Segment Start: DOCUMENT PASSAGE
First wall Heat flux estimations with THEODOR – an update: 3D solver, material inhomogeneities, resolved surface layers

9 Sept 2025, 14:55
25m
Auditorium Hall HGX 102 (Guanghua Twin Tower) (Fudan University, Shanghai, China)

Auditorium Hall HGX 102 (Guanghua Twin Tower)

Fudan University, Shanghai, China

220 Handan Road, Yangpu District, Shanghai, China 邯郸路 220 号 复旦大学
Oral (Regular) Inverse Problems and Image Processing Inverse Problems and Image Processing

Speaker

Dirk Stieglitz (Max Planck Institute for Plasma Physics)

Description

In plasma experiments heat loads to material surfaces are of interested, which involves solving an inverse problem given temperature information. Infrared cameras can provide surface temperature information at high spatial and temporal resolution. To determine the heat flux density to the material the heat diffusion equation in the solid needs to be solved, respecting relevant boundary conditions and non-linearities of the transport.
At ASDEX Upgrade (AUG) the idea for the THEODOR code (THermal Energy Onto DivertOR) was established 1995 [1] to estimate surface heat loads on the divertor for investigations of plasma physics [2] and used in a Bayesian Framework [3] for high fidelity reconstructions. In recent years improvements have been made, such as a transition from an explicit to an implicit solver, inhomogeneous and optimised depth discretisation, an extension to 3D, and mixed material properties leading to better treatment of surface layers.
Segment End: DOCUMENT PASSAGE
Segment Start: PROVIDED MATERIAL
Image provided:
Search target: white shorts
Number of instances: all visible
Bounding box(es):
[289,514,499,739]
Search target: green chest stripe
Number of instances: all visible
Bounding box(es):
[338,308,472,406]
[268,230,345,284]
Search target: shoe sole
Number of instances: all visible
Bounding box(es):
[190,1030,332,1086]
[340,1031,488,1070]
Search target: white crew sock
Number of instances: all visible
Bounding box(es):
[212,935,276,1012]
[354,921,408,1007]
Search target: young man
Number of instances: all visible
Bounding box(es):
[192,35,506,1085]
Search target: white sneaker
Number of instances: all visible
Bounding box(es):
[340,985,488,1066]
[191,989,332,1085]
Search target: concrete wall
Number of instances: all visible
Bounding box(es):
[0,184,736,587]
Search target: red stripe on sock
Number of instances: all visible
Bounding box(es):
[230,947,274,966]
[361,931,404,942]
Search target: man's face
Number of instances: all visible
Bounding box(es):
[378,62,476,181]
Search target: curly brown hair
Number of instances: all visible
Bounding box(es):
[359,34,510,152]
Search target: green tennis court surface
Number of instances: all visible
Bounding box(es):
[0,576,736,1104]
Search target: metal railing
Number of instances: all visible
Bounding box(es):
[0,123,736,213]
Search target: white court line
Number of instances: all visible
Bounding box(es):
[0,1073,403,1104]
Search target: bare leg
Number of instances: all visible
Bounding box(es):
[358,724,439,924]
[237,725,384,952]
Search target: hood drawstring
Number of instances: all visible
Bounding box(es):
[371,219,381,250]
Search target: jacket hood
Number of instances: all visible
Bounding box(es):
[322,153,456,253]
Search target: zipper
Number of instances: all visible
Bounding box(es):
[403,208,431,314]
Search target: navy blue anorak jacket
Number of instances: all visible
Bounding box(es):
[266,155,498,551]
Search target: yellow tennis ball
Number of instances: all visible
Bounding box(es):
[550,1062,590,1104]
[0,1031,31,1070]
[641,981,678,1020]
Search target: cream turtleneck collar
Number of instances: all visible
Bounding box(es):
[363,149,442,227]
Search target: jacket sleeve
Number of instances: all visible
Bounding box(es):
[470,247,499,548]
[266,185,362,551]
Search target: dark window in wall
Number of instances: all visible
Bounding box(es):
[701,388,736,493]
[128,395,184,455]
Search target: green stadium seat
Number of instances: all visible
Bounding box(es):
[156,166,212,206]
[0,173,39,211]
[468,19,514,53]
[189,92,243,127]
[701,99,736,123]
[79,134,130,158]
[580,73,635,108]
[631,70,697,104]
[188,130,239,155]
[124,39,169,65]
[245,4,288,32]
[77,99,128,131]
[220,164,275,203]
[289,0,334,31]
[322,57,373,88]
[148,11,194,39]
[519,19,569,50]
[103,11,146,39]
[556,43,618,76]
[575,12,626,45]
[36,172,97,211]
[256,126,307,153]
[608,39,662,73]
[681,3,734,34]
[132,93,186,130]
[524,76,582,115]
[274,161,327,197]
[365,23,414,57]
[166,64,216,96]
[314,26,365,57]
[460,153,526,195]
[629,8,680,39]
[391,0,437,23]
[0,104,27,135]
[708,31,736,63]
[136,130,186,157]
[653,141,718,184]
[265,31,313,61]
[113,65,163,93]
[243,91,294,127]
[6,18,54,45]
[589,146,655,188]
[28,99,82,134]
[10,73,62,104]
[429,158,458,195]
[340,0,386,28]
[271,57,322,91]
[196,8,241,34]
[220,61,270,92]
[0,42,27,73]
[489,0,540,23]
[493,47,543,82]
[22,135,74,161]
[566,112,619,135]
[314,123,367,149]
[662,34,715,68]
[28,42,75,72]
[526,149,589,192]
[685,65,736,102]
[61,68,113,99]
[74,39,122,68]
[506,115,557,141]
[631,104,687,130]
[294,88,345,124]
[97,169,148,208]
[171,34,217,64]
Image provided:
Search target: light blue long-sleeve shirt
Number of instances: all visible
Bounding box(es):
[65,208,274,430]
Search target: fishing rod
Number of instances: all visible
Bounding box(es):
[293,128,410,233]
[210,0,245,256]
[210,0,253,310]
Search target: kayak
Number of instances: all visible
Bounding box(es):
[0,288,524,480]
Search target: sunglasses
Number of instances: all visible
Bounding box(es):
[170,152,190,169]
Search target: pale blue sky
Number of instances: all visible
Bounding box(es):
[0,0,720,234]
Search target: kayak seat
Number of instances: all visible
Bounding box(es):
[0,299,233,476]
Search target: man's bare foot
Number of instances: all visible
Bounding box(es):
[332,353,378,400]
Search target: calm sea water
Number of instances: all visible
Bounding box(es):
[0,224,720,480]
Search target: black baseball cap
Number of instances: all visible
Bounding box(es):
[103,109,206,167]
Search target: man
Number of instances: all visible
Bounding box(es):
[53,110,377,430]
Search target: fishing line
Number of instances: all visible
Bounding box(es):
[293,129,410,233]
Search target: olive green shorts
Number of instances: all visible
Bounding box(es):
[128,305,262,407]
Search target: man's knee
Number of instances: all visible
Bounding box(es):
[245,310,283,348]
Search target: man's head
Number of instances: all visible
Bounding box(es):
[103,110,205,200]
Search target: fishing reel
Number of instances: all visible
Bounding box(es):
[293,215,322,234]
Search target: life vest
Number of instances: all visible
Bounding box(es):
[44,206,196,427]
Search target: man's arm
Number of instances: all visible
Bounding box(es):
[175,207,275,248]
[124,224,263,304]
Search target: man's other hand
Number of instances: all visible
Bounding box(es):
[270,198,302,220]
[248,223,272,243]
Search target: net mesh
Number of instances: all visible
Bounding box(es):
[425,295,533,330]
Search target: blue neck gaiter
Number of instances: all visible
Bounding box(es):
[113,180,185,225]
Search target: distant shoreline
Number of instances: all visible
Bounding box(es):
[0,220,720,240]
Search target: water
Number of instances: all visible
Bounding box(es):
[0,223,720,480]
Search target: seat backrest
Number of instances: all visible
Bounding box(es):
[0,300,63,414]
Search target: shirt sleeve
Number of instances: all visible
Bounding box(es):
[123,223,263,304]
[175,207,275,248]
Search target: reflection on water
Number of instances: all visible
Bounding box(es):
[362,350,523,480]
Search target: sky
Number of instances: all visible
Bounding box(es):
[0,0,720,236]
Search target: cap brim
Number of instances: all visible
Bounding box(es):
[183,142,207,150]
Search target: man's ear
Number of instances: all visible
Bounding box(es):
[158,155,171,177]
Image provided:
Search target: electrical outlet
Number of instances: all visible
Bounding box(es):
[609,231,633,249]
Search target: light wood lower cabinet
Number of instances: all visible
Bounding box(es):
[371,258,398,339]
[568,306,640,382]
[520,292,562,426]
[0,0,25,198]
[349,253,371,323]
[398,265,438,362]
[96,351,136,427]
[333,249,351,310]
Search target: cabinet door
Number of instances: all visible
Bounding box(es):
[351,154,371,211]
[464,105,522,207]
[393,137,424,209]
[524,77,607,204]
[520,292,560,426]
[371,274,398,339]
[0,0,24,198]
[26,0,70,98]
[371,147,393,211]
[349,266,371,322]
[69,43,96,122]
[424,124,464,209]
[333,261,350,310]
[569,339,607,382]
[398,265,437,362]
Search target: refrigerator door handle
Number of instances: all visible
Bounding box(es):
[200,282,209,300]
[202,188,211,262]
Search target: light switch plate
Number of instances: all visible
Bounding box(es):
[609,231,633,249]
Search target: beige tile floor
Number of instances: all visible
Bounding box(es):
Segment End: PROVIDED MATERIAL
◆ WORK ORDER 1:
From the THEODOR abstract, write out the passage starting at "Description" and ending at "of the transport.", but swap "Infrared cameras" for "Thermographic cameras".
◆ WORK ORDER 2:
Answer these questions using the THEODOR abstract.
(a) Who is the speaker, and with which institute is he listed?
(b) In what year was the idea for the THEODOR code established at ASDEX Upgrade?
(c) What does the name THEODOR stand for?

◆ EXPECTED OUTPUT 1:
Description

In plasma experiments heat loads to material surfaces are of interested, which involves solving an inverse problem given temperature information. Thermographic cameras can provide surface temperature information at high spatial and temporal resolution. To determine the heat flux density to the material the heat diffusion equation in the solid needs to be solved, respecting relevant boundary conditions and non-linearities of the transport.

◆ EXPECTED OUTPUT 2:
(a) Dirk Stieglitz, Max Planck Institute for Plasma Physics
(b) 1995
(c) THermal Energy Onto DivertOR